**AVAILABLE RECORDS**
>>>

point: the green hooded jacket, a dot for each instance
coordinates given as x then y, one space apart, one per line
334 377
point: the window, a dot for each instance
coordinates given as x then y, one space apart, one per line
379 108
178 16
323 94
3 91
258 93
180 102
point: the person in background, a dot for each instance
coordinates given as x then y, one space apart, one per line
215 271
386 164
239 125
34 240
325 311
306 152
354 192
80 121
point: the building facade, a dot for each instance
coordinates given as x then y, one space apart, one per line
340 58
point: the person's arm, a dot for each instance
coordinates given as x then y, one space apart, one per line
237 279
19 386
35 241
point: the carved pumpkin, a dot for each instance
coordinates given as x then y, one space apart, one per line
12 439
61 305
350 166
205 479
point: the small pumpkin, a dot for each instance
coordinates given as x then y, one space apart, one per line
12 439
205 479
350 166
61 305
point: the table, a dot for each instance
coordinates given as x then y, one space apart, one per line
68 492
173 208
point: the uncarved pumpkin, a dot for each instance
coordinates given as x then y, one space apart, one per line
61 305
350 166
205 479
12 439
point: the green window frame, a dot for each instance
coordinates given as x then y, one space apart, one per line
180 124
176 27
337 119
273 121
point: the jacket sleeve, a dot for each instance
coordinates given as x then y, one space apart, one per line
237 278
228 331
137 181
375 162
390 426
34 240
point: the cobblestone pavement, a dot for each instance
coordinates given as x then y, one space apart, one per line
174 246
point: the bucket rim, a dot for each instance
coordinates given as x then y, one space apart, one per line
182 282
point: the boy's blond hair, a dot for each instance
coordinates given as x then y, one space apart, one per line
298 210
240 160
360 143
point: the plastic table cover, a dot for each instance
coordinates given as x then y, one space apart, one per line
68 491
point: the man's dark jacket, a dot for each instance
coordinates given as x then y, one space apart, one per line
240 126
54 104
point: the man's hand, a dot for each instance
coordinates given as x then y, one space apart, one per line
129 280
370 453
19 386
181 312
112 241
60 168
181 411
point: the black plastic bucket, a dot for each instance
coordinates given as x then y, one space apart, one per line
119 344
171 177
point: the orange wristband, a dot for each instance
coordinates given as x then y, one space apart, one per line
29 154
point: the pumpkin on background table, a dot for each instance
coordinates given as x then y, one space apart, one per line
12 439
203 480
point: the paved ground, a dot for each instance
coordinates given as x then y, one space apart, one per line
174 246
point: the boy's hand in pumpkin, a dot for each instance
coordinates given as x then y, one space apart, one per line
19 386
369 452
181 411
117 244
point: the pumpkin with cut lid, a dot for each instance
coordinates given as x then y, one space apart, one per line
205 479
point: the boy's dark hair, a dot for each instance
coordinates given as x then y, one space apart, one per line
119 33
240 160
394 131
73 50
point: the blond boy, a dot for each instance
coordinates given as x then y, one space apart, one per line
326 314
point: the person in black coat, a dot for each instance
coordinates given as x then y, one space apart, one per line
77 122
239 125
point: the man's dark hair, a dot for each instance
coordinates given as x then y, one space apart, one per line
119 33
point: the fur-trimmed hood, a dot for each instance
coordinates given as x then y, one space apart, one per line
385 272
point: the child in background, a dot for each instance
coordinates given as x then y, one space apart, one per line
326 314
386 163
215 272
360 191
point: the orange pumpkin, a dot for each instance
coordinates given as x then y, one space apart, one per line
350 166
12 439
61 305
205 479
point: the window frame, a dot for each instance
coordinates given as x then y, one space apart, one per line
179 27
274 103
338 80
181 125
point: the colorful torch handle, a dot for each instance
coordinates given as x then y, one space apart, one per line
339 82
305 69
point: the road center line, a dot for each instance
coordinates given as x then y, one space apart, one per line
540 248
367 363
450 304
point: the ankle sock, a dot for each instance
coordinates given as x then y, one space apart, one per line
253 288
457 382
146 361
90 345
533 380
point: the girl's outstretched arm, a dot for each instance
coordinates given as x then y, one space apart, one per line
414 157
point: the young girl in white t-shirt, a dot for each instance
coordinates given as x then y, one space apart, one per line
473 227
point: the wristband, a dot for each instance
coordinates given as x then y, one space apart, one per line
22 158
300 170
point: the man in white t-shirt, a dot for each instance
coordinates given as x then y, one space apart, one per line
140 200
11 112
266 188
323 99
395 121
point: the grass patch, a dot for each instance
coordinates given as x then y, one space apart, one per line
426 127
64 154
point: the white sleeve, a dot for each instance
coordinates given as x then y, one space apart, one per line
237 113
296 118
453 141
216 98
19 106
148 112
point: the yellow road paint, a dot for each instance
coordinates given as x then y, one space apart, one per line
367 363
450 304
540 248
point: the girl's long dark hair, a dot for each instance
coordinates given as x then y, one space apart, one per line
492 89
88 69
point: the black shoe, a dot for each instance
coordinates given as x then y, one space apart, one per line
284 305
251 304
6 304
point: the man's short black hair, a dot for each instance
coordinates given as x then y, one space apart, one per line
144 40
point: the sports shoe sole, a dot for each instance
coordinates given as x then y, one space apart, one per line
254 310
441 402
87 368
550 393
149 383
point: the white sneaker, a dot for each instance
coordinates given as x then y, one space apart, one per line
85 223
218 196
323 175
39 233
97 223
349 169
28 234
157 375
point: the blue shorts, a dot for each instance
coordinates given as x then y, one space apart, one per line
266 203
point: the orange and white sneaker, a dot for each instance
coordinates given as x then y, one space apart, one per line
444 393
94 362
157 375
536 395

<<<

**THE REQUEST**
Copy all of the records above word for word, keeping every line in its original order.

**REPLY**
point: the green hooded jacket, a dot for each instance
coordinates given as x then y, one space apart, one per line
334 377
point: the window, a dot for each instance
coordinates given as x then y, one space apart, one per line
379 108
178 16
323 94
3 91
258 93
180 102
point: the person in background, a dot for each instance
coordinates given as x then y, one space apart, one per line
215 271
386 164
239 125
34 240
325 311
306 152
354 192
80 121
point: the building facade, a dot for each instance
coordinates given as x then y, one space apart, one per line
340 58
point: the person's arm, a dot for each instance
coordinates given as x then y, one space apart, one per line
237 279
19 386
35 241
point: the carved pumpkin, a dot for each instance
coordinates given as x then y, one space apart, one per line
12 439
61 305
350 166
205 479
point: the small pumpkin, a dot for each instance
coordinates given as x then y, one space apart, one per line
12 439
205 479
350 166
61 305
point: the table, a dot for each instance
coordinates given as x then y, one space apart, one per line
68 492
173 208
point: the uncarved pumpkin, a dot for each instance
coordinates given as x then y, one space apart, one per line
61 305
350 166
205 479
12 439
point: the green window frame, a dot for each instance
coordinates given as x then y, one space apart, one per line
180 124
176 27
337 119
273 121
point: the jacket sleeve, a dot for each instance
coordinates given as x then y, one space apart, one per line
237 278
228 331
137 181
375 162
390 426
34 240
point: the cobblestone pavement, a dot for each instance
coordinates given as x then y, one space apart, one per line
174 246
point: the bucket rim, a dot for each instance
coordinates given as x then y, one space apart, one per line
182 282
point: the boy's blond hair, a dot for each instance
coordinates given as x then y, one space apart, one per line
298 210
240 160
360 143
point: the plastic table cover, a dot for each instance
coordinates given as x then y, one space apart, one per line
68 491
point: the man's dark jacket, a dot for each instance
coordinates given as x then y, one space apart, one per line
240 126
54 104
point: the man's hand, a dot for each instance
coordinates given as x then y, one space apart, one per line
129 280
370 453
19 386
181 312
112 241
60 168
181 411
point: the black plastic bucket, a dot for each instance
coordinates given as x then y, one space apart, one per line
119 344
171 177
point: the orange wristband, a dot for each instance
coordinates given as x then y, one space apart, one per line
29 154
point: the pumpkin on background table, a dot for each instance
coordinates given as x then y, one space apart, one per line
12 439
203 480
point: the paved ground, a dot for each instance
coordinates given as x then y, one space apart, one per line
174 246
point: the boy's hand in pumpkin, a dot for each instance
coordinates given as x then y, one space apart, one per line
19 386
369 452
181 411
117 244
point: the pumpkin with cut lid, a dot for each instance
coordinates given as x then y, one space apart, one per line
205 479
point: the boy's dark hair, a dot for each instance
coordinates given as x then y, one space apart, one per line
119 33
240 160
394 131
73 50
point: the blond boy, a dot for each instance
coordinates given as x then y, one space apart, one per line
326 314
point: the person in black coat, a dot for each instance
coordinates given as x then y, one space apart, one per line
77 122
239 125
point: the man's dark hair, a dot for each instance
coordinates given as x then y, one space apart, one per line
119 33
point: the fur-trimmed hood, a dot for each instance
coordinates given as x then y, one space apart, one per line
385 272
point: the child in background, a dot for each instance
coordinates given as x then y, one space apart, one per line
326 314
386 163
215 272
360 191
point: the orange pumpkin, a dot for each instance
coordinates given as x then y, one space apart, one per line
350 166
12 439
61 305
205 479
point: the window frame, a dot for each instance
coordinates given as x then y, one space apart, one per line
179 27
274 103
338 80
181 125
point: the colorful torch handle, a dot for each instance
coordinates given as x then y, one space apart, one per line
339 82
305 69
point: the road center line, a dot for each instance
coordinates given as x then y, one space apart, one per line
540 248
367 363
450 304
point: the ankle sock, a dot for each instance
coordinates given as x then y, one space apart, one per line
253 288
457 382
146 361
90 345
533 380
point: the girl's outstretched arm, a dot for each instance
coordinates given as x then y, one space apart, one per line
414 157
point: the young girl in white t-shirt, a dot for each instance
coordinates given as x then y, one space apart, one per line
473 227
point: the wristband, a dot for each instance
coordinates given as x then y, one space apart, one per line
22 158
300 170
point: the man in white t-shirt, a dot for each instance
coordinates given as x then y, one space apart, one per line
140 200
11 112
266 188
323 99
395 121
point: the grass patch, a dot for each instance
coordinates given as x then y, one space apart, one per line
426 127
64 154
point: the white sleeve, a dot for each instance
coordinates given as x then y, one space apart, one per line
237 113
296 118
453 141
216 98
19 106
148 112
point: the yellow road paint, a dot for each instance
coordinates given as x then y, one space apart, one per line
367 363
450 304
540 248
point: the girl's long dark hair, a dot for each instance
coordinates given as x then y, one space apart, one per line
492 89
88 69
point: the black shoe, a dot for each instance
coordinates given as x then y, one space apart, one per line
284 305
251 304
6 304
point: the man's short black hair, a dot for each instance
coordinates given as x then y, one space apart, one per line
144 40
point: the sports shoe sole, a dot for each instance
coordinates given as x then y, one space apart, one per line
254 310
441 402
87 368
550 393
149 383
point: the white sneaker, a dot for each instance
coordinates given as x then y, one space apart, one per line
85 223
218 196
323 175
39 233
97 223
349 169
28 234
157 375
point: the blue shorts, a dot for each instance
coordinates given as x then y, one space apart, one per line
266 203
point: the orange and white sneaker, a dot for each instance
coordinates given as x then y, one space apart, one per line
444 393
94 362
157 375
536 395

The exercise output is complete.